**Teks yang Disediakan:**
---*---

Mula-mula ajaran ini ditolak, namun berkat ketekunan dan kesabarannya, akhirnya mendapat sambutan dari keluarga dan teman dekatnya. Profesinya sebagai pedagang sangat mendukung ajakan beliau, sehingga dalam waktu singkat ajakannya menyebar ke luar kampung Kauman bahkan sampai ke luar daerah dan ke luar pulau Jawa. Untuk mengorganisir kegiatan tersebut maka didirikan Persyarikatan Muhammadiyah. Dan kini Muhammadiyah telah ada diseluruh pelosok tanah air.
 
Disamping memberikan pelajaran/pengetahuannya kepada laki-laki, beliau juga memberi pelajaran kepada kaum Ibu muda dalam forum pengajian yang disebut "Sidratul Muntaha". Pada siang hari pelajaran untuk anak-anak laki-laki dan perempuan. Pada malam hari untuk anak-anak yang telah dewasa.

---*---

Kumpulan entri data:
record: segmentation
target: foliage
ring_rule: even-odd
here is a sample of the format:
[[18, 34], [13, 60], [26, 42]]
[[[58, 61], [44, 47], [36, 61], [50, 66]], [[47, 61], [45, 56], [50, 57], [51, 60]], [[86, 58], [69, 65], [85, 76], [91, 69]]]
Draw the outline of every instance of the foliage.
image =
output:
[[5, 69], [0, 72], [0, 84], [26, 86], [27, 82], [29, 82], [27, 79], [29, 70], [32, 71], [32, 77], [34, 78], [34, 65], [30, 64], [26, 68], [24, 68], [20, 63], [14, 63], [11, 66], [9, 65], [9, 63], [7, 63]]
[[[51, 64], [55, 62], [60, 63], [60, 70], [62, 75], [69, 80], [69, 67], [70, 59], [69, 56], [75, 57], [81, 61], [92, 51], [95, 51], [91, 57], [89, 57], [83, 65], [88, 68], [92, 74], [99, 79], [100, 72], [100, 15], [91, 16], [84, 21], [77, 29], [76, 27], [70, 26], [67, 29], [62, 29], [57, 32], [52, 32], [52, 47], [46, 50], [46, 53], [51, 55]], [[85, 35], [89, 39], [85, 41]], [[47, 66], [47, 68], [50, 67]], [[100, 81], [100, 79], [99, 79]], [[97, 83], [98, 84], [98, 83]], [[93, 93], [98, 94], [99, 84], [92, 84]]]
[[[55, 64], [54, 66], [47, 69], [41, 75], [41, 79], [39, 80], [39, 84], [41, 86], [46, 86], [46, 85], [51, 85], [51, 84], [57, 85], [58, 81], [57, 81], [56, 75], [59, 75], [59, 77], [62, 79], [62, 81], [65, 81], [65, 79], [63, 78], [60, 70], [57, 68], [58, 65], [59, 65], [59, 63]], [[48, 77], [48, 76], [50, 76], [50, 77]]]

---*---

**Tugas yang Dikerjakan:** Kembalikan seluruh teks tentang penyebaran ajaran dan berdirinya Muhammadiyah di atas, sama persis tanpa perubahan apa pun.

**Jawaban Tertulis:**
Mula-mula ajaran ini ditolak, namun berkat ketekunan dan kesabarannya, akhirnya mendapat sambutan dari keluarga dan teman dekatnya. Profesinya sebagai pedagang sangat mendukung ajakan beliau, sehingga dalam waktu singkat ajakannya menyebar ke luar kampung Kauman bahkan sampai ke luar daerah dan ke luar pulau Jawa. Untuk mengorganisir kegiatan tersebut maka didirikan Persyarikatan Muhammadiyah. Dan kini Muhammadiyah telah ada diseluruh pelosok tanah air.
 
Disamping memberikan pelajaran/pengetahuannya kepada laki-laki, beliau juga memberi pelajaran kepada kaum Ibu muda dalam forum pengajian yang disebut "Sidratul Muntaha". Pada siang hari pelajaran untuk anak-anak laki-laki dan perempuan. Pada malam hari untuk anak-anak yang telah dewasa.